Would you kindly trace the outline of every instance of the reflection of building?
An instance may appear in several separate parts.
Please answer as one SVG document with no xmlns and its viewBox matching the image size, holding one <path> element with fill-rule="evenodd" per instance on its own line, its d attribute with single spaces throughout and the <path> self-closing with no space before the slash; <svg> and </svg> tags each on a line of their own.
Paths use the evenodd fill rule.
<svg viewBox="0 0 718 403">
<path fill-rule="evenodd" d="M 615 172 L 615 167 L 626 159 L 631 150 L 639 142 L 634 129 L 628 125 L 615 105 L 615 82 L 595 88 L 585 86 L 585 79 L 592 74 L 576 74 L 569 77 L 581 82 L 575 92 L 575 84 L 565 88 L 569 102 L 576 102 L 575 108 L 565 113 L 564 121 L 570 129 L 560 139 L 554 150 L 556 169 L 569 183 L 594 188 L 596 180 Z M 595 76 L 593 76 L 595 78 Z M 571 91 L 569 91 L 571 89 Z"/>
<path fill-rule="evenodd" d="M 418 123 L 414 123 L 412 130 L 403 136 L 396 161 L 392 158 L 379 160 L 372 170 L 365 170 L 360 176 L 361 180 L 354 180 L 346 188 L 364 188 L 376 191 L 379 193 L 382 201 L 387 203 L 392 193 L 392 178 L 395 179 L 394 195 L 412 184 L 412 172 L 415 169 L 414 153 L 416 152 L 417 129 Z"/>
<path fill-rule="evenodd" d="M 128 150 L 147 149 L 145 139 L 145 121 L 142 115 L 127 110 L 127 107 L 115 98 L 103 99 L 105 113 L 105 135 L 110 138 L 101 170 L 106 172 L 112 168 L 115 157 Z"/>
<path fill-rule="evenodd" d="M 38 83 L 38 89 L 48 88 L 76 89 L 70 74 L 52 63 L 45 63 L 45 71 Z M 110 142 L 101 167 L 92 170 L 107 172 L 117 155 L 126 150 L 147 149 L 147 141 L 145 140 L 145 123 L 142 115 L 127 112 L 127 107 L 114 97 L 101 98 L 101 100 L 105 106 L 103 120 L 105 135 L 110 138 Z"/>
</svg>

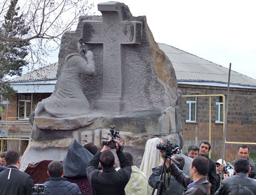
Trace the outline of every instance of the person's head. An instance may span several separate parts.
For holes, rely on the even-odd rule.
[[[196,156],[198,156],[199,153],[199,147],[197,145],[190,145],[188,147],[188,151],[187,156],[194,159]]]
[[[183,157],[180,155],[175,155],[173,156],[171,158],[173,159],[177,160],[178,162],[180,163],[180,164],[177,165],[177,166],[180,170],[183,170],[184,165],[185,164],[185,159],[184,158],[184,157]]]
[[[220,175],[221,174],[221,169],[220,167],[221,163],[222,163],[222,159],[219,159],[215,163],[215,164],[216,165],[216,172]],[[226,161],[225,161],[224,160],[223,160],[223,164],[224,165],[227,165],[227,164],[226,163]]]
[[[210,144],[209,142],[204,141],[199,145],[199,155],[205,157],[209,153],[210,149]]]
[[[244,158],[241,158],[237,159],[234,161],[234,171],[236,174],[239,172],[249,174],[250,170],[250,163],[247,159]]]
[[[132,154],[130,153],[129,153],[127,151],[125,151],[125,153],[123,153],[123,154],[124,154],[124,155],[125,155],[125,156],[126,157],[127,159],[131,163],[131,165],[132,166],[133,166],[133,164],[134,164],[134,162],[133,161],[133,157],[132,156]]]
[[[115,157],[111,151],[104,150],[100,155],[99,162],[103,168],[110,168],[115,164]]]
[[[93,154],[93,156],[98,151],[97,146],[92,143],[89,143],[83,145],[83,147]]]
[[[189,171],[190,176],[197,175],[199,176],[205,176],[208,172],[209,168],[209,161],[206,158],[198,156],[195,157],[191,162]]]
[[[59,161],[51,162],[48,165],[47,174],[52,178],[63,177],[65,174],[62,163]]]
[[[5,155],[5,162],[7,165],[15,165],[19,168],[20,166],[19,154],[15,150],[7,151]]]
[[[250,190],[246,186],[242,185],[236,185],[232,186],[232,190],[228,195],[253,195],[255,194]]]
[[[7,153],[7,151],[4,151],[0,155],[0,164],[1,164],[3,166],[7,166],[7,164],[5,162],[5,155]]]
[[[243,145],[241,146],[238,150],[238,155],[239,158],[248,159],[249,154],[250,151],[249,150],[249,147],[248,147],[246,145]]]

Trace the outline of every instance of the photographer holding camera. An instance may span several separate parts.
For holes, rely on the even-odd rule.
[[[251,170],[250,162],[245,158],[237,159],[234,162],[236,175],[222,181],[215,195],[256,194],[256,180],[248,177]]]
[[[160,155],[163,156],[163,151],[159,150]],[[163,165],[163,161],[161,165]],[[193,159],[189,167],[190,176],[188,177],[172,162],[166,159],[165,165],[170,167],[171,174],[176,180],[185,188],[183,195],[210,195],[211,184],[208,181],[206,174],[209,167],[207,159],[202,156],[197,156]]]
[[[110,138],[108,141],[113,141]],[[87,177],[93,187],[95,195],[125,194],[124,188],[129,181],[132,173],[131,165],[123,153],[121,151],[122,144],[119,140],[114,139],[116,150],[121,168],[115,170],[115,157],[109,145],[104,145],[89,162],[86,169]],[[110,145],[111,146],[111,145]],[[98,170],[100,163],[103,171]]]

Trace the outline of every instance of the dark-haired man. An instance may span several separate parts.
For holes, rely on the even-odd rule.
[[[44,184],[45,194],[81,195],[77,185],[66,181],[63,177],[65,171],[59,161],[52,161],[48,165],[47,174],[50,177]]]
[[[7,151],[4,151],[2,154],[0,155],[0,163],[2,166],[7,166],[7,164],[5,162],[5,155],[7,153]]]
[[[130,179],[132,167],[126,156],[119,150],[120,141],[115,141],[121,167],[118,171],[115,170],[115,157],[110,151],[111,148],[107,145],[96,153],[87,166],[87,176],[93,187],[94,195],[125,194],[124,188]],[[102,172],[98,170],[99,163],[103,167]]]
[[[5,155],[7,151],[4,151],[0,155],[0,172],[3,171],[4,170],[7,168],[7,164],[5,162]]]
[[[160,150],[163,158],[163,151]],[[166,165],[169,167],[170,161],[166,159]],[[162,162],[163,165],[163,162]],[[187,176],[171,162],[172,175],[186,188],[183,195],[210,195],[211,184],[207,180],[206,174],[209,167],[209,161],[205,157],[197,156],[193,159],[189,167],[190,177]]]
[[[249,147],[248,147],[246,145],[243,145],[240,147],[239,150],[238,150],[238,156],[239,158],[244,158],[249,162],[250,163],[250,167],[251,167],[251,170],[249,174],[249,177],[254,179],[255,176],[256,175],[256,169],[253,161],[252,159],[249,157],[249,155],[250,150]],[[235,161],[236,160],[234,160],[232,162],[232,164],[233,165]]]
[[[237,159],[234,162],[234,171],[236,175],[223,180],[215,194],[256,194],[256,180],[248,177],[250,170],[247,160]],[[238,193],[239,191],[240,192]],[[242,193],[241,191],[244,192]]]
[[[194,159],[198,156],[199,153],[199,147],[197,145],[190,145],[188,147],[187,156]]]
[[[88,143],[83,145],[83,147],[92,153],[94,156],[95,155],[98,151],[97,146],[92,143]]]
[[[180,164],[177,165],[178,168],[180,170],[183,170],[184,165],[185,164],[185,159],[180,155],[176,154],[171,157],[179,162]],[[161,172],[162,171],[163,166],[162,165],[157,166],[152,169],[152,174],[148,178],[148,183],[152,187],[155,187],[155,185],[158,180],[160,179]],[[167,174],[166,174],[167,175]],[[164,189],[163,189],[162,194],[182,194],[185,188],[182,184],[179,183],[175,178],[172,176],[170,178],[170,186],[168,190]]]
[[[7,168],[0,173],[0,193],[5,195],[31,195],[34,186],[30,175],[19,170],[20,158],[15,150],[10,150],[5,155]]]
[[[216,187],[217,175],[216,174],[216,164],[215,164],[215,162],[213,160],[209,159],[208,156],[208,154],[210,149],[210,143],[207,141],[202,141],[199,145],[199,156],[205,157],[209,161],[209,168],[207,176],[209,181],[211,184],[210,194],[213,195],[217,190]]]

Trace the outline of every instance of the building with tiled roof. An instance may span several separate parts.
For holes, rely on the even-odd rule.
[[[226,96],[228,69],[170,46],[159,44],[159,46],[173,63],[178,89],[183,95]],[[57,81],[57,63],[50,64],[11,81],[11,86],[17,94],[9,98],[8,117],[28,119],[36,103],[53,92]],[[256,80],[231,71],[230,83],[227,140],[255,142]],[[212,132],[211,144],[214,147],[221,145],[224,103],[221,97],[211,98],[210,120],[209,102],[209,97],[182,99],[181,120],[185,152],[188,145],[197,145],[201,140],[209,139],[209,126]],[[4,110],[4,120],[5,113]]]

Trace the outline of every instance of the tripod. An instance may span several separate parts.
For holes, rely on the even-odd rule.
[[[163,192],[163,188],[165,190],[168,190],[170,186],[170,176],[171,176],[171,169],[170,169],[170,161],[172,161],[176,165],[180,164],[180,163],[176,161],[175,159],[173,159],[171,158],[171,156],[168,156],[166,154],[166,151],[164,151],[163,153],[163,156],[164,157],[164,160],[163,163],[163,166],[162,167],[162,170],[161,171],[161,175],[160,179],[157,180],[155,185],[154,186],[153,190],[151,195],[154,195],[156,189],[158,189],[157,195],[162,195]],[[169,159],[170,160],[169,167],[167,168],[165,163],[166,162],[166,159]],[[166,185],[166,169],[167,170],[167,183]]]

######

**To do**
Rewrite the rows from the line containing "Trace the outline of every instance of the tripod." through the last row, changing "outline" to "contour" and leaving everything else as it is.

**Response**
Trace the contour of every instance of the tripod. An instance may span several separate parts.
For holes, rely on the even-odd rule.
[[[163,192],[163,188],[165,190],[168,190],[170,186],[170,176],[171,176],[171,169],[170,169],[170,161],[172,161],[176,165],[180,164],[180,163],[176,161],[175,159],[173,159],[171,158],[171,156],[168,156],[166,154],[166,151],[164,151],[163,153],[163,156],[164,157],[164,160],[163,163],[163,166],[162,167],[162,170],[161,171],[161,175],[160,179],[157,180],[155,185],[154,186],[153,190],[151,195],[154,195],[156,189],[158,189],[157,195],[162,195]],[[169,159],[170,160],[169,167],[167,168],[165,163],[166,162],[166,159]],[[166,185],[166,169],[167,170],[167,183]]]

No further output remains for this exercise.